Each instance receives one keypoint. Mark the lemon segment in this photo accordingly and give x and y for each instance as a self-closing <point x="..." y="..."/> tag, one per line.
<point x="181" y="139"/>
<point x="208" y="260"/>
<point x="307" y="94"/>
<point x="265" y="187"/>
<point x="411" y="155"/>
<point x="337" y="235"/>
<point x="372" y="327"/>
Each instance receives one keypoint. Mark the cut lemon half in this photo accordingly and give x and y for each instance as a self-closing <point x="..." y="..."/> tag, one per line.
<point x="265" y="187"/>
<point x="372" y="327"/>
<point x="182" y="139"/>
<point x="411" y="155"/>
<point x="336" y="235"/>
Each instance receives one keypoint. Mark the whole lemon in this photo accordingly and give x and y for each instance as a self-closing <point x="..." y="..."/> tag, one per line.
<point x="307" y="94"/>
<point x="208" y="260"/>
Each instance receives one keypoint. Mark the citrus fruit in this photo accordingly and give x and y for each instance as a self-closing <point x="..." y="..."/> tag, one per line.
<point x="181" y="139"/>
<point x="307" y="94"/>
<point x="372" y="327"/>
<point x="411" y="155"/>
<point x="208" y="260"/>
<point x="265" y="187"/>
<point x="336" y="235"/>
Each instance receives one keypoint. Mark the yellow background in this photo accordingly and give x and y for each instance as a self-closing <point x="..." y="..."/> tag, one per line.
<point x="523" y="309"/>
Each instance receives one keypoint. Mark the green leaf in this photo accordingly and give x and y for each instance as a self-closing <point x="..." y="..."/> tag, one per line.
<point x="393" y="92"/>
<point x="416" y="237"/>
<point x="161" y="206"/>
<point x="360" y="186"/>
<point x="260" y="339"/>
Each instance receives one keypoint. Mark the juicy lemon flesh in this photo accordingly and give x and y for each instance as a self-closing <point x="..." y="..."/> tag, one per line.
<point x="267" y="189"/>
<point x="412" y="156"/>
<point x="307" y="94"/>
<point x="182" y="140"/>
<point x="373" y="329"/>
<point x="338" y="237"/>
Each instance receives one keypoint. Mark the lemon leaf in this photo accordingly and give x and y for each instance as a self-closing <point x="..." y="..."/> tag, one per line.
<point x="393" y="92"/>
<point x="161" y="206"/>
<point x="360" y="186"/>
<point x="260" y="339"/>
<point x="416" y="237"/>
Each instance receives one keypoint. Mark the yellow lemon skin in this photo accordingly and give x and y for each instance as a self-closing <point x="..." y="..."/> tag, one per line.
==========
- _Work to do_
In the records above, find the line containing "Each instance receives one keypoint. Mark the green"; please retype it and every line after it through the last line, exactly and with nothing else.

- _Exercise result_
Each instance receives one keypoint. Mark the green leaf in this photo accordingly and give x and y for each instance as a self-closing <point x="..." y="..."/> tag, one per line.
<point x="393" y="92"/>
<point x="416" y="237"/>
<point x="161" y="206"/>
<point x="360" y="186"/>
<point x="260" y="339"/>
Each instance receives one keypoint. Mark the juicy lemon flesh in this photo accordingly and give x and y for each instance as a self-closing <point x="..." y="..."/> tag, one per line.
<point x="267" y="189"/>
<point x="412" y="156"/>
<point x="307" y="94"/>
<point x="182" y="140"/>
<point x="373" y="329"/>
<point x="338" y="237"/>
Each instance receives one keypoint. Mark the lemon leaf in this photo accordingly and give x and y for each instance as a self-closing <point x="..." y="..."/> tag, one per line.
<point x="393" y="92"/>
<point x="161" y="206"/>
<point x="360" y="186"/>
<point x="260" y="339"/>
<point x="416" y="237"/>
Each instance receives one keypoint. Mark the yellow lemon skin in this photo accordingly and give x and y for each instance as a self-closing <point x="..." y="..."/> tag, one per line.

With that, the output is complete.